▸ PROBLEM STATEMENT:
Copy every line from the one containing "Target: thumb" down through the end of the data, and nothing outside that range. In the answers, multiply each point coordinate by 2.45 and round to the nearest whole number, with halves rounded up.

□ □ □ □ □ □ □

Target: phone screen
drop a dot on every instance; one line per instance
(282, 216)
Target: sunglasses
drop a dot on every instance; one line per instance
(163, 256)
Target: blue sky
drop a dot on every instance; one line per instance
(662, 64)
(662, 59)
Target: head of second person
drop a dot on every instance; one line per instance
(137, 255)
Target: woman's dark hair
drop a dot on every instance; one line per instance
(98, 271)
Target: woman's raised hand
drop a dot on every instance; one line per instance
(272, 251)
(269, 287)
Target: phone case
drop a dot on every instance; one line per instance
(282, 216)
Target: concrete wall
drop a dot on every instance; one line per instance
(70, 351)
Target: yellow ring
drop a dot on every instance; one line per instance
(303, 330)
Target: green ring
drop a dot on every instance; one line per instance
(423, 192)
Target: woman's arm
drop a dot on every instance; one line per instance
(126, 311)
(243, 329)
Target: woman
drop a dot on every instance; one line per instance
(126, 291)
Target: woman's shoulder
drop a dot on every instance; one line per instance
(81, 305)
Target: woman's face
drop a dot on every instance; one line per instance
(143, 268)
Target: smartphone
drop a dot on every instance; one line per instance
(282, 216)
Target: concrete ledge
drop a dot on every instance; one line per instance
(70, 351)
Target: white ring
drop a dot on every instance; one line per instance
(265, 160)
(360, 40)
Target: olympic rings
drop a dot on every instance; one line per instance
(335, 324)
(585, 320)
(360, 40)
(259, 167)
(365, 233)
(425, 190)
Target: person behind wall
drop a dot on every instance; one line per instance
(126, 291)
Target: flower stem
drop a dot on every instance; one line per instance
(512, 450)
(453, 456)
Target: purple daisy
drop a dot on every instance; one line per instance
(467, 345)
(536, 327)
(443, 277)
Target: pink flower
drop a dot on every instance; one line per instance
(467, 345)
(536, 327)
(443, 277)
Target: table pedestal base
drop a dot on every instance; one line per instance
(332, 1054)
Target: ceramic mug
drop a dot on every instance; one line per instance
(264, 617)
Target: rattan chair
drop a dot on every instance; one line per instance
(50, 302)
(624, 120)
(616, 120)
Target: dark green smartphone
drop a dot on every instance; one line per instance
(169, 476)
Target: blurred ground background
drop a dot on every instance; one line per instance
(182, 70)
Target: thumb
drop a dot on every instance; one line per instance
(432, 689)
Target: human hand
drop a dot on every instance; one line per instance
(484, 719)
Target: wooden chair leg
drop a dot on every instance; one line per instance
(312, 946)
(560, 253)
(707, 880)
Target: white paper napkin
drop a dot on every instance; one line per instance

□ □ □ □ □ □ □

▸ EXERCISE OUTPUT:
Target: thumb
drop a dot on every instance; one line per instance
(1058, 1688)
Target: human hand
drop a dot on every instance; one line per instance
(1186, 1762)
Target: wooden chair leg
drop a dot on every instance; one line per instance
(764, 2318)
(1372, 620)
(1732, 2156)
Target: white paper napkin
drop a dot on every instance; one line per instance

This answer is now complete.